• EXERCISE DIRECTIONS: The lines to be set down run from the line containing "Practice step: find the daffodil" through the final line of the data below; print them exactly and print nothing else.

---

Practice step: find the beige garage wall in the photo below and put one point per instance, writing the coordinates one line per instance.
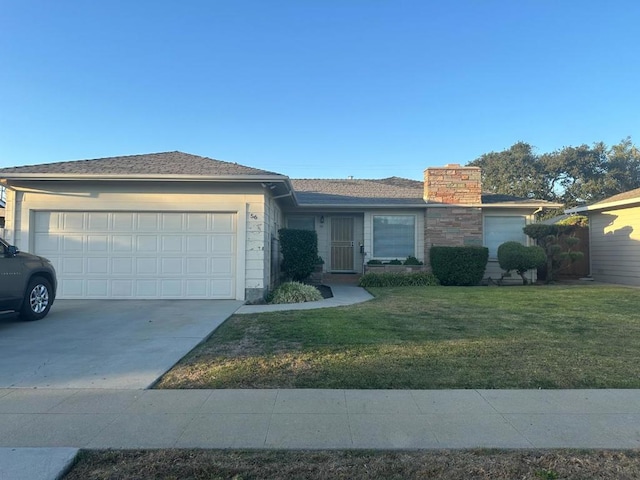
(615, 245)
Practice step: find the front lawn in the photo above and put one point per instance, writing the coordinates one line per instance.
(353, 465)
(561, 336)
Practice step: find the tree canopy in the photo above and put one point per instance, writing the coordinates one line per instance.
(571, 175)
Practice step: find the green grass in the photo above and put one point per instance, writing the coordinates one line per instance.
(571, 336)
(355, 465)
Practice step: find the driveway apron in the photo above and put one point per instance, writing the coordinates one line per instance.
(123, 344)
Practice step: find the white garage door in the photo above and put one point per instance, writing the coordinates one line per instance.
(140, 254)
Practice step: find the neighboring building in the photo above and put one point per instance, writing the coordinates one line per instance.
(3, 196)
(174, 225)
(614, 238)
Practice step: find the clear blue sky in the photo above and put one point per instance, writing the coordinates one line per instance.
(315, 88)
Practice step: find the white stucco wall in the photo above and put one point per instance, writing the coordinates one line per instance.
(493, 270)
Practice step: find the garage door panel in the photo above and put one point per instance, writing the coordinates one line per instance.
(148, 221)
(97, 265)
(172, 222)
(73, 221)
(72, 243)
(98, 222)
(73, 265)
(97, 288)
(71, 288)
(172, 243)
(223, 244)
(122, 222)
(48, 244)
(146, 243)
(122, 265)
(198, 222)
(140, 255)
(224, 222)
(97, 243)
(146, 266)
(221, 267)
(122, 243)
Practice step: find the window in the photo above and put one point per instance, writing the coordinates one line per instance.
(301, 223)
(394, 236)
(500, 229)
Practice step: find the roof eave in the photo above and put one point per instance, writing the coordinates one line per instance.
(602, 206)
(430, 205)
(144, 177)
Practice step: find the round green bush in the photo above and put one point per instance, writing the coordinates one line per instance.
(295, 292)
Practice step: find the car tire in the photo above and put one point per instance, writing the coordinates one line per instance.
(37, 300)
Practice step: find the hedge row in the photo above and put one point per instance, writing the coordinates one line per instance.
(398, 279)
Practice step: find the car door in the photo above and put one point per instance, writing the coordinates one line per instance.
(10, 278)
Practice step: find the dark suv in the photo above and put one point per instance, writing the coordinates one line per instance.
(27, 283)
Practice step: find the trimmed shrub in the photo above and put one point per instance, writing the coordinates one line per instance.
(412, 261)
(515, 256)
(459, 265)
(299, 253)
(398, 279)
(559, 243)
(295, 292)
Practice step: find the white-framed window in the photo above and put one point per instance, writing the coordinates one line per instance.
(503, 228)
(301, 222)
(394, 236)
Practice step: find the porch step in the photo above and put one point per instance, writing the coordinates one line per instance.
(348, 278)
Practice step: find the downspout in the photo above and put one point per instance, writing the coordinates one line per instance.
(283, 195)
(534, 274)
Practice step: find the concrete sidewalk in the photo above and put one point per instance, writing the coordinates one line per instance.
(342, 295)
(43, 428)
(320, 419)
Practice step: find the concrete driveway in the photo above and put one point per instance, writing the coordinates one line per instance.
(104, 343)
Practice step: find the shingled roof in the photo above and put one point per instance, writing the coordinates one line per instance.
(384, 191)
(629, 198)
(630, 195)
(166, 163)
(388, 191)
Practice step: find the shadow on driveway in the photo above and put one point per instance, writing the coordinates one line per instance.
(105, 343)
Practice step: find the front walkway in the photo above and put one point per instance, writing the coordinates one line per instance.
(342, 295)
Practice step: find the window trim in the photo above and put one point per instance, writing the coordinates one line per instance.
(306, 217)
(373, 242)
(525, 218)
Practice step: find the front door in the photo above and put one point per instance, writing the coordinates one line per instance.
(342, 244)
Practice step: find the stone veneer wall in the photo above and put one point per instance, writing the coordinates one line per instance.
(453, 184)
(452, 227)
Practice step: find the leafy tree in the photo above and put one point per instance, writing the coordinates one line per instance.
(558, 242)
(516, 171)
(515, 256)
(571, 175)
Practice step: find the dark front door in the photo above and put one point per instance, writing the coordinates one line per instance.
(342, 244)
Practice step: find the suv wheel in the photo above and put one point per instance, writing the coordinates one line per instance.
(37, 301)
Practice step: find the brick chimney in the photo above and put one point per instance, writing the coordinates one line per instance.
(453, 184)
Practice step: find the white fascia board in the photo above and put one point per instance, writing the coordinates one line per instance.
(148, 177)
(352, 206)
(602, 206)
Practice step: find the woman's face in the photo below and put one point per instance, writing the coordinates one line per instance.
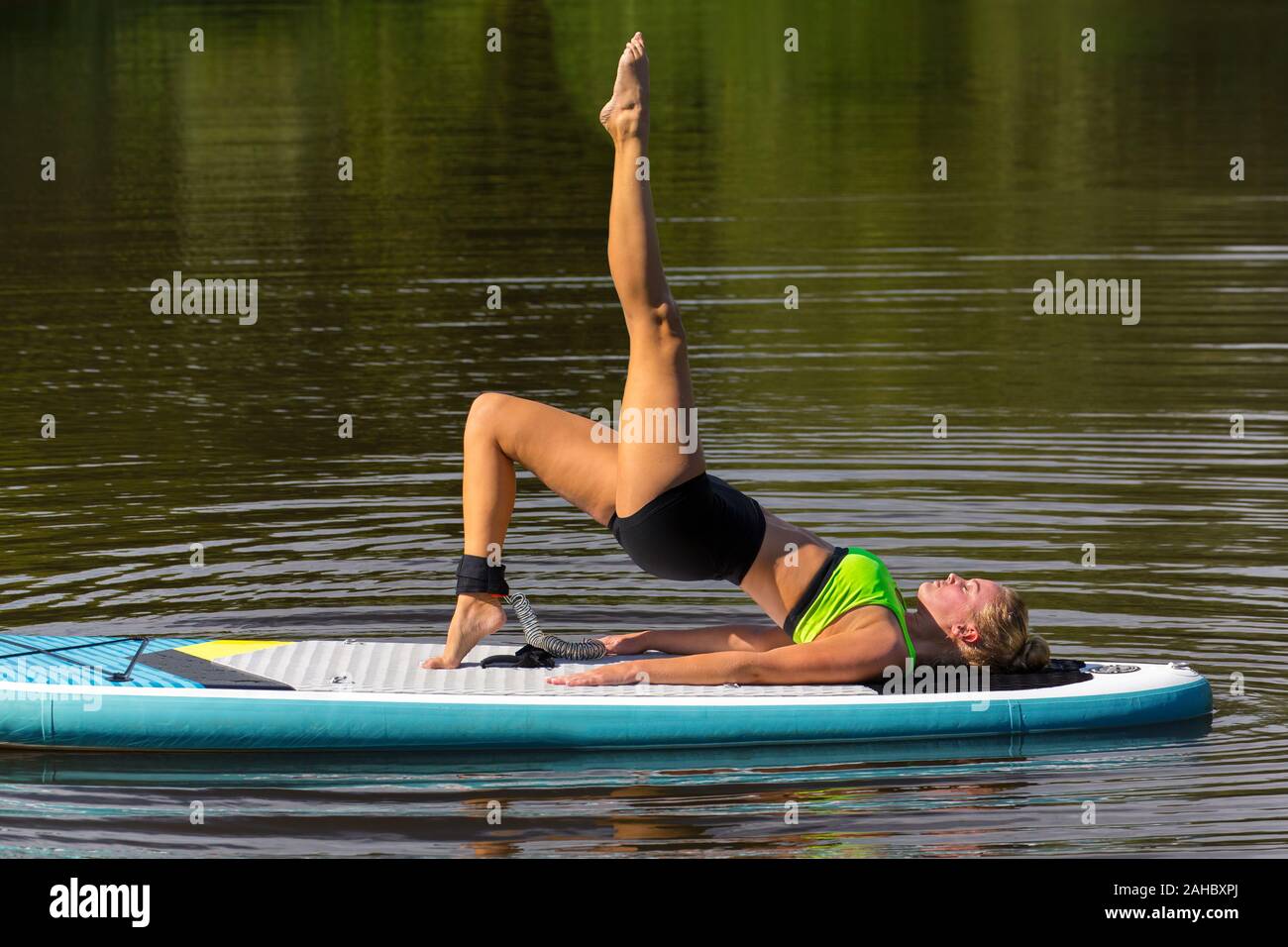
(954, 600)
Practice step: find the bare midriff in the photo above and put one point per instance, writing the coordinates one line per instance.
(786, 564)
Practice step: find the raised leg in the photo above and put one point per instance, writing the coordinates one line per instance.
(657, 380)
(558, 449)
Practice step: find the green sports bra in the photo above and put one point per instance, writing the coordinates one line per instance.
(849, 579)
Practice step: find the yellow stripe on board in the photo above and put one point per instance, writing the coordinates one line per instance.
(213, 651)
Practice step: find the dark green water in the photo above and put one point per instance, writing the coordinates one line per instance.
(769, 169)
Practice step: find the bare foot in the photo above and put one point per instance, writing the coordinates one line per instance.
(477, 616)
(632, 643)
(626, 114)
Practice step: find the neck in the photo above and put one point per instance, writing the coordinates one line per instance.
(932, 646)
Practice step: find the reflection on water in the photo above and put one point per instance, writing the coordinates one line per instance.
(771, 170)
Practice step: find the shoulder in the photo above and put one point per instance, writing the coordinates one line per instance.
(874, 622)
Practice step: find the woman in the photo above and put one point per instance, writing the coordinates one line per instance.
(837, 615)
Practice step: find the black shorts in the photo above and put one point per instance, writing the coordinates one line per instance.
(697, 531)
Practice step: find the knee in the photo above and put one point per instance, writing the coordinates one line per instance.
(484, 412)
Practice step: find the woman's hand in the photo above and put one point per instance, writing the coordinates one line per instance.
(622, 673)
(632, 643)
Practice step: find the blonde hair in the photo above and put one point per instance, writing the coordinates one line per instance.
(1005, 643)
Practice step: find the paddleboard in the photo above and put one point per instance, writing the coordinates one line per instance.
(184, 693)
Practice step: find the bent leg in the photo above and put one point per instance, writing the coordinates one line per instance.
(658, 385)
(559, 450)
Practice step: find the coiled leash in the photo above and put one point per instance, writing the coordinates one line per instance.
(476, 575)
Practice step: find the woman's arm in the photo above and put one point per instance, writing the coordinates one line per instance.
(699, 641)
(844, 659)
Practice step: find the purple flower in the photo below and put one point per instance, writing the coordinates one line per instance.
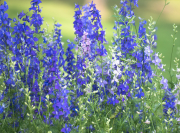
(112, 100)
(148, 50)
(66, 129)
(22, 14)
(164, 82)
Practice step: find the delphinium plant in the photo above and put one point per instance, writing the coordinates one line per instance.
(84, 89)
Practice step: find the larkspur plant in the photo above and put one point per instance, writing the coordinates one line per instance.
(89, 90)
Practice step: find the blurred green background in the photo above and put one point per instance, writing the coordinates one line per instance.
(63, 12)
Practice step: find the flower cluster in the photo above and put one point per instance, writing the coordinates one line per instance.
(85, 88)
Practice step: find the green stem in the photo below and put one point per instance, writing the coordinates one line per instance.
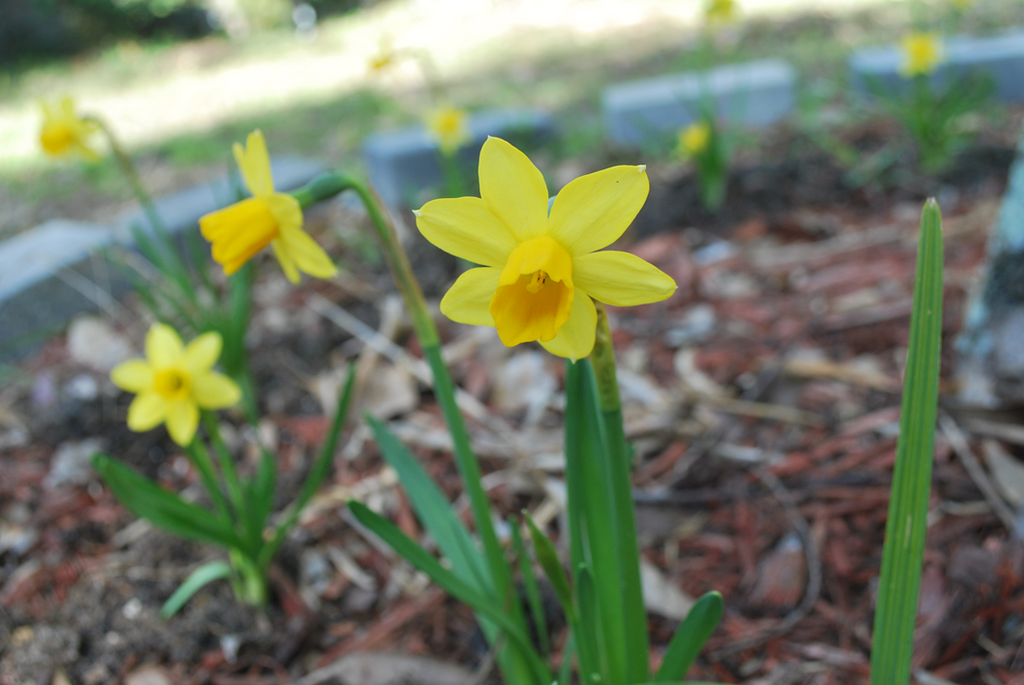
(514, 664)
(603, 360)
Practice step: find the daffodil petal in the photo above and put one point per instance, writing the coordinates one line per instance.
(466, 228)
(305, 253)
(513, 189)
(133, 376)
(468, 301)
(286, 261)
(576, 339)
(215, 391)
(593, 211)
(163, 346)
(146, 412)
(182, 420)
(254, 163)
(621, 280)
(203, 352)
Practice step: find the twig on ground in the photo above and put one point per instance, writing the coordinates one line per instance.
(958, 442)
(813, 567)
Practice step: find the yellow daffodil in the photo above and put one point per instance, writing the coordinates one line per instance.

---

• SOLUTION FOR THIS PROBLEM:
Practice step: find the daffodil petal in the photo above and put one point per instance, writing the coordinates one line per instance.
(466, 228)
(305, 253)
(513, 189)
(133, 376)
(468, 301)
(286, 261)
(576, 339)
(215, 391)
(593, 211)
(163, 346)
(146, 412)
(182, 420)
(254, 163)
(621, 280)
(203, 352)
Practice step: find the twig on ground in the photo above and put one point per instance, writing the coordinates one line per instance.
(958, 442)
(813, 567)
Practice step: find the yellow daffodil in the photo above and put one point per instance, writing the coordinates one line per instance.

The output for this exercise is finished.